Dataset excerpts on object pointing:
====

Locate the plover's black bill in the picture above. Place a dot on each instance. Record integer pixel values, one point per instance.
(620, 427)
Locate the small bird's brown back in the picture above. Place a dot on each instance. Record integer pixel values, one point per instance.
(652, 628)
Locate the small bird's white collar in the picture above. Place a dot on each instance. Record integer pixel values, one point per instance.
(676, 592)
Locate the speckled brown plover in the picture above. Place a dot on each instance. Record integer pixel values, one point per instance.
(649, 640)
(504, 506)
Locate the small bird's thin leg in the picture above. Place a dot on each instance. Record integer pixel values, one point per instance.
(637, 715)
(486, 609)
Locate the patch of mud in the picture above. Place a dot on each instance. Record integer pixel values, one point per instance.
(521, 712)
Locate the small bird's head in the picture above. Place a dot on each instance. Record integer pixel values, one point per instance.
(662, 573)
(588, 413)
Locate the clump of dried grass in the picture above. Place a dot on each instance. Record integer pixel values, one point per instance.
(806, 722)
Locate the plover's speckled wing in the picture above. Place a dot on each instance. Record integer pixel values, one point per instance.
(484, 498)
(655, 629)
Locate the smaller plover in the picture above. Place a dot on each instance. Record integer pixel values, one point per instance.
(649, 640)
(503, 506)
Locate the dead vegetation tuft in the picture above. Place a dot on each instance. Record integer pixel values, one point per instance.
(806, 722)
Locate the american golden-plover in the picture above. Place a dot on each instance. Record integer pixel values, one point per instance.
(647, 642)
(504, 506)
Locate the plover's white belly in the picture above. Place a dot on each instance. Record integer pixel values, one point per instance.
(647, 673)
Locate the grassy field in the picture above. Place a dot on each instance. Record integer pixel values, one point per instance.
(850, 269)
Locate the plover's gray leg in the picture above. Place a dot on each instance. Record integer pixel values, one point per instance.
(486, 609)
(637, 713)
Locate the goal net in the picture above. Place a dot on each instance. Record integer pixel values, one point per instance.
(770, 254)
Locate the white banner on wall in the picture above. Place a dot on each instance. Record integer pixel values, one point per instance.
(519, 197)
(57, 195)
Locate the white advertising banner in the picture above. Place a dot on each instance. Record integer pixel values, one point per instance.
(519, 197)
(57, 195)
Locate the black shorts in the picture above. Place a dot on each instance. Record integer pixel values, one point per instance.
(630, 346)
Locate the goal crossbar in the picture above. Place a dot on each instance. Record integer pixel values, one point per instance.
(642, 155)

====

Set exercise: Reproduce the lines word for word, starting at the line that contains "Locate the goal crossbar" and ending with the final line.

Full response:
Locate the goal crossbar in the picture above. Place a dot on each instance. Record integer pixel values, one point per instance.
(642, 155)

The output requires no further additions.